(Requirement)
Count the lines in the entries below that mention the string "bulb", then write that number by itself.

(Available data)
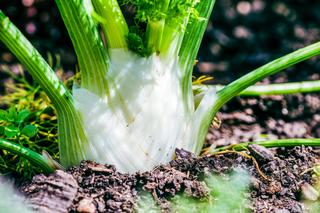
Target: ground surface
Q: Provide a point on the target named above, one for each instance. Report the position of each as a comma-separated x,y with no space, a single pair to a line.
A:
275,183
241,36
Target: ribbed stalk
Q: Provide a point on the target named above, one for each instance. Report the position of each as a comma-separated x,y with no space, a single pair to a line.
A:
190,47
236,87
84,34
154,32
113,24
35,158
71,130
270,89
315,142
33,61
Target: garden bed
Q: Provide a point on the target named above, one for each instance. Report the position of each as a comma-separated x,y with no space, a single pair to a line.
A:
276,179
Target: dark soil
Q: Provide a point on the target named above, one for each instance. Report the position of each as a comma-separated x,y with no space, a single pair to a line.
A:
275,184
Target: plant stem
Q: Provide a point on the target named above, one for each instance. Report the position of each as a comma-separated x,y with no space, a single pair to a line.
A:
269,144
114,26
33,61
35,158
271,89
72,136
236,87
239,85
190,47
84,34
155,28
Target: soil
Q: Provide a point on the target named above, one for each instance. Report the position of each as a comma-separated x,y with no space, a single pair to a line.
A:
237,40
91,187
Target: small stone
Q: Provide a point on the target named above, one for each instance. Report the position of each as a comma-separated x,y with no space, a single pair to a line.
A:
86,206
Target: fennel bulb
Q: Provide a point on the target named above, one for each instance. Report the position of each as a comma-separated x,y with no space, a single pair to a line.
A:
145,119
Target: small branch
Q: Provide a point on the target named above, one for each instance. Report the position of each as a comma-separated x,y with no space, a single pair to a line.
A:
84,34
270,89
239,85
190,47
268,144
114,25
35,158
33,61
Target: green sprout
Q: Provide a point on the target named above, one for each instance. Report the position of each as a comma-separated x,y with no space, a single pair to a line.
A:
136,103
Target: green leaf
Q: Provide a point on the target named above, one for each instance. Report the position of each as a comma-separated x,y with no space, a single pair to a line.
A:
11,131
1,130
12,114
22,115
3,115
29,130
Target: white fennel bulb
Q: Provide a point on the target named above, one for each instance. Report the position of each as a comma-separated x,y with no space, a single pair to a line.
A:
144,118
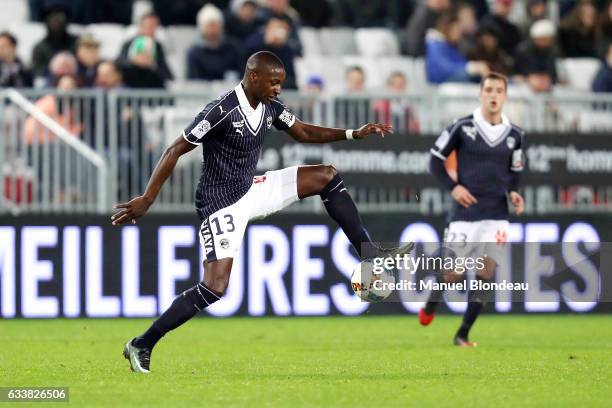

(Output)
2